>> START Extract provided

# Pictures of Various Poodle Cuts



## Poodle Lover (Mar 24, 2008)

Hi guys,

I have a friend who doesn't belong to the forum, but who has recently acquired a standard poodle. Unfortunately, she lives far away from me and I can't recommend a groomer. Does anyone have recommendations for sites where she can see and copy pictures of poodle cuts to take to the groomer.

Thanks,
Julia


----------



## SECRETO (Aug 20, 2008)

I haven't been able to find a actual site but I do google Poodle images when I have looked for different clips before. Changing it up helps a little to. I do Poodle, Standard poodle, poodle pet clips, poodle show clips, and so forth. 

Maybe someone else will come around and be better help. lol


----------



## IPP (Nov 29, 2008)

I think it was Pamela who gave a link to a site with step by step grooming instructions with pictures...maybe that one has different clips as well???


----------



## Blue Fox (Oct 22, 2008)

Don't know a site but the Shirlee Kalstone book is great for diagrams and pictures of all sorts of things.


----------



## Poodle Lover (Mar 24, 2008)

Thanks for the recommendations. 
Julia


----------



## Pamela (Sep 9, 2008)

sorry - it wasnt me. lol


----------



## Jako (Mar 4, 2008)

The Google "Lamb Trim" and the site for Ridgewoodstandardpoodles (I think that's it) should come up. It has instructions for a simple clip.

>> END Extract provided

▶ **Exercise instructions**
a) Render this sentence from the poodle cuts thread into Spanish: "Unfortunately, she lives far away from me and I can't recommend a groomer."
b) Carry on the forum thread about poodle cuts from its last post.
The records have no connection to the forum thread about poodle cuts.

>> START Dataset extract

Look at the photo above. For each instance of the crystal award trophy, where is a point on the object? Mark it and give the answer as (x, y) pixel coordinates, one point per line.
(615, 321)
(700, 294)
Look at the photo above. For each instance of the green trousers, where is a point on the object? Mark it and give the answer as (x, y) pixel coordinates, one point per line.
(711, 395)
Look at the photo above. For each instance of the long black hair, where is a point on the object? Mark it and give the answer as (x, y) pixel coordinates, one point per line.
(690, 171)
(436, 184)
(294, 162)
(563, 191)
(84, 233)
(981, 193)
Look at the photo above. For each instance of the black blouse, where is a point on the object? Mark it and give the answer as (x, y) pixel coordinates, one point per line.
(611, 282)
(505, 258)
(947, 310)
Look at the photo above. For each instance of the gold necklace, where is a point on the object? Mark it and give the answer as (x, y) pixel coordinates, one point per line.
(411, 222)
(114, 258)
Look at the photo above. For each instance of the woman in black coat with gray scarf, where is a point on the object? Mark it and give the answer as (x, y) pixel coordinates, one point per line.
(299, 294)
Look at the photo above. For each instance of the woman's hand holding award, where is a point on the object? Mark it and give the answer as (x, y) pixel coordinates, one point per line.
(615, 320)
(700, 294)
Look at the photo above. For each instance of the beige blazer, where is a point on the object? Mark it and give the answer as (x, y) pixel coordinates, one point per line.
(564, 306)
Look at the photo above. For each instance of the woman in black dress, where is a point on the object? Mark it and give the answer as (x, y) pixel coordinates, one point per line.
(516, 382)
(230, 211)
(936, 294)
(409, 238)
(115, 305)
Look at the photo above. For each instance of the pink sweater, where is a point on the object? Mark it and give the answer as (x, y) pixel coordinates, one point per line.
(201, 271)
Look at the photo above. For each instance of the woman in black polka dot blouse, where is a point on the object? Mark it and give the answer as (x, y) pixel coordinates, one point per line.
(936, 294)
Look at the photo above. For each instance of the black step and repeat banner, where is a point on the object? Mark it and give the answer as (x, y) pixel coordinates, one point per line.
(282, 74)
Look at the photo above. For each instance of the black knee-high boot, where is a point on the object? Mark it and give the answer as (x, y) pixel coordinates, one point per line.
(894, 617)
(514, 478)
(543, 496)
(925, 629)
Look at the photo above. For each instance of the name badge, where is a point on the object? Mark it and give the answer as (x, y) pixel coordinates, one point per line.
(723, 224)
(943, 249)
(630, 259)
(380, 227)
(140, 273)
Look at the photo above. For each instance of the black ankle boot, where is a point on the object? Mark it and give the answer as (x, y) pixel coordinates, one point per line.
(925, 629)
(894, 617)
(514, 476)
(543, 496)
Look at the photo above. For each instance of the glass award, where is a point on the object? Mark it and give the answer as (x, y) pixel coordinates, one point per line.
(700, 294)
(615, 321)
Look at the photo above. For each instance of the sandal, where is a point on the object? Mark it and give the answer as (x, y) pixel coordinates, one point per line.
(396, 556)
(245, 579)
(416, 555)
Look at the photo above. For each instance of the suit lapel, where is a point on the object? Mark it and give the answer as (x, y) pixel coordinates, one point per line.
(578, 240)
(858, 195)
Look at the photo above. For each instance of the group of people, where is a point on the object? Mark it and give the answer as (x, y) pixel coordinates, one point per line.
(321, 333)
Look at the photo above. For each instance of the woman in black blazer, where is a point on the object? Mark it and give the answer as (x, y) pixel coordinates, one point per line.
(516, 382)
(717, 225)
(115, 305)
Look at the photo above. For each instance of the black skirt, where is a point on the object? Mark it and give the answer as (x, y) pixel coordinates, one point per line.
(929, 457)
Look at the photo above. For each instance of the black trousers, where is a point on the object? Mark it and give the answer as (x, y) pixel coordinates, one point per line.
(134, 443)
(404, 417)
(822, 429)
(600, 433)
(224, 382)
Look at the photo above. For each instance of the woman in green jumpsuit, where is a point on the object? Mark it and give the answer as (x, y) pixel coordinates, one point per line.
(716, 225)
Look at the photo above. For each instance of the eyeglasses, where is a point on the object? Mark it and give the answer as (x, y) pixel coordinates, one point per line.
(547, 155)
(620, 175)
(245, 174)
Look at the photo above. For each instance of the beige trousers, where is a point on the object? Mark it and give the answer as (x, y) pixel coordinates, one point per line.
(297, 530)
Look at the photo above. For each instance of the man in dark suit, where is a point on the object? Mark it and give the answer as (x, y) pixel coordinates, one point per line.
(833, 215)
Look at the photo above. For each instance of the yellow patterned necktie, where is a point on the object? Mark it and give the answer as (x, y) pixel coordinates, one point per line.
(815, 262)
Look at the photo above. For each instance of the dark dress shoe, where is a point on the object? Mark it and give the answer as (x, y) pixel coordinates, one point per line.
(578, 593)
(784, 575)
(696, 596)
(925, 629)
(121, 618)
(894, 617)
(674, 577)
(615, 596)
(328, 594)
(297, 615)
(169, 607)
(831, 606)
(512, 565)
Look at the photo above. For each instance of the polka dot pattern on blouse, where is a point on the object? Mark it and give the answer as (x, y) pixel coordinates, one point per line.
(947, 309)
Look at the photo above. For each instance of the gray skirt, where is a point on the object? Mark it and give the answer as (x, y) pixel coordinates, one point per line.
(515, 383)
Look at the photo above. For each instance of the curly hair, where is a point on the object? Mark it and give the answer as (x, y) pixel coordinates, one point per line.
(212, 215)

>> END Dataset extract

▶ **Responses to the exercise**
a) Desafortunadamente, ella vive lejos de mí y no puedo recomendarle un peluquero canino.

b)
----------



## SECRETO (Aug 20, 2008)

Jako said:


> The Google "Lamb Trim" and the site for Ridgewoodstandardpoodles (I think that's it) should come up. It has instructions for a simple clip.


GOOD SITE YOU CAME ACROSS. THANKS!


----------



## Sasha (Feb 17, 2009)

wow that is a good site! Looks like those cuts take a good deal of time eeks!


----------



## Jako (Mar 4, 2008)

OK got the link:

http://www.ridgewoodpoodles.com/Grooming.htm

Yeah, this site was such a huge help my first few grooming attempts.


----------



## WonderPup (Oct 26, 2008)

Jako said:


> OK got the link:
> 
> http://www.ridgewoodpoodles.com/Grooming.htm
> 
> Yeah, this site was such a huge help my first few grooming attempts.


That is a great site, I remember looking at it when I first started grooming and was getting really intersted in poodles.


----------



## Poodle Lover (Mar 24, 2008)

Wow, that is a great site, thanks for the link.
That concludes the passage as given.